Work to be completed |
Retype exactly the lines that run from the line with "Q: In the image above, where is the lake" to the final line of the entries, keeping both ends and nothing else.

[Entries for bounding box labeling]
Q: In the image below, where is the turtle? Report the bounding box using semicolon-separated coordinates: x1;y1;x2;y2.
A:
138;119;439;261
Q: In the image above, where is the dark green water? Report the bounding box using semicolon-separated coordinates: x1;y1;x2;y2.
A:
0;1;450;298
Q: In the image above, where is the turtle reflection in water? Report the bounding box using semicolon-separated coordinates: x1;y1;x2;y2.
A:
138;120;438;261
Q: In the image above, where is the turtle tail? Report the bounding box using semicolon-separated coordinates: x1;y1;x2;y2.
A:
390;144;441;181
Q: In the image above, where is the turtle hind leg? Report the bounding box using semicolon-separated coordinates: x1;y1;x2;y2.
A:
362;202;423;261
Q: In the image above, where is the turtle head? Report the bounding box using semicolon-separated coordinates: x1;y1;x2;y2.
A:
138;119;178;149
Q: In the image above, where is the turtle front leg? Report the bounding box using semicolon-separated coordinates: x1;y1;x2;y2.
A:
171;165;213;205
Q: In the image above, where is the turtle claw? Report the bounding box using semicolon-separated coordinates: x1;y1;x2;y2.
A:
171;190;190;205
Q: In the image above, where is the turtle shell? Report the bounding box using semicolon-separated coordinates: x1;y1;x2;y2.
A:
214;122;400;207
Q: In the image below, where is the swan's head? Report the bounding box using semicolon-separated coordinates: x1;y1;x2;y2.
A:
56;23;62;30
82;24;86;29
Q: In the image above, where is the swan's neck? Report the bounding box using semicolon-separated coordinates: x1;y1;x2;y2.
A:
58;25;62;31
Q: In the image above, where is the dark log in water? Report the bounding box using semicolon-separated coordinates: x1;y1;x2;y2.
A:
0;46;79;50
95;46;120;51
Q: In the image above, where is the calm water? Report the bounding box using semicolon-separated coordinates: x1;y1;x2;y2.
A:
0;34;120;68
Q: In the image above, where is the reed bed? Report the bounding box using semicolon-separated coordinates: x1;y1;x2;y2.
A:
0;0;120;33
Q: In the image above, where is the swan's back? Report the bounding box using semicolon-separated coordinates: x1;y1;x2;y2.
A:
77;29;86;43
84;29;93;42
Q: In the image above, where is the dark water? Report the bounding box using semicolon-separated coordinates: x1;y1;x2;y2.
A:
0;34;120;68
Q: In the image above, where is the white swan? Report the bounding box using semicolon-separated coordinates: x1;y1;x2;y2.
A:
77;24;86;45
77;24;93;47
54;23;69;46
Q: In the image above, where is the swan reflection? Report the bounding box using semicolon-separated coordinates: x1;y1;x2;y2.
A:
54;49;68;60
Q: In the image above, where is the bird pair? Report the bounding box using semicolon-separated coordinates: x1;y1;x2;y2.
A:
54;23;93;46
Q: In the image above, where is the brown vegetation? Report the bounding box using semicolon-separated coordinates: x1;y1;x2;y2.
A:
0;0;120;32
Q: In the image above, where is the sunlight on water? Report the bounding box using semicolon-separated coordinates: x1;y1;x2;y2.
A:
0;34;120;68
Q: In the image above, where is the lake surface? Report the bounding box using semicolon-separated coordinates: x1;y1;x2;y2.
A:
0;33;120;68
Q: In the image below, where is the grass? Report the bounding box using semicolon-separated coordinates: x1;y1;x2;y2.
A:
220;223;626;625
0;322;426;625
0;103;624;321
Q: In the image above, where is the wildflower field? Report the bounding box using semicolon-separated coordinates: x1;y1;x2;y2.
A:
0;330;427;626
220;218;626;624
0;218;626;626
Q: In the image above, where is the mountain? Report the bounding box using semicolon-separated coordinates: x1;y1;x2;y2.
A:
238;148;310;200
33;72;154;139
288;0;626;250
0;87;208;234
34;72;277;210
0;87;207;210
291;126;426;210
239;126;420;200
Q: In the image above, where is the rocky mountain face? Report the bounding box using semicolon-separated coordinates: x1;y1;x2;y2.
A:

Exercise solution |
Q: In the image above, where is the lake surface? Report the bounding box using semicolon-separated coordinates: x1;y1;x2;y2.
A:
0;33;120;68
Q: In the image below, where is the grass? Report the bounding box using semicolon-separated coordinates: x1;y1;x2;y2.
A:
220;223;626;625
0;322;426;625
0;103;624;321
Q: In the image above, where is the wildflower field? Report the bounding box using semicolon-separated coordinates: x1;y1;x2;y2.
A:
0;330;427;626
220;218;626;624
0;218;626;626
Q: In the image above, where is the mountain? Report the bounding box using semicolon-separated coordinates: x1;y1;x2;y2.
A:
238;148;310;200
33;72;154;139
288;0;626;250
0;87;208;234
34;72;277;210
0;87;207;210
291;126;426;210
239;126;420;200
Q: In the image above, where is the rocky mountain face? Report the bounding box using semicolon-separated coordinates: x1;y1;x2;y2.
A:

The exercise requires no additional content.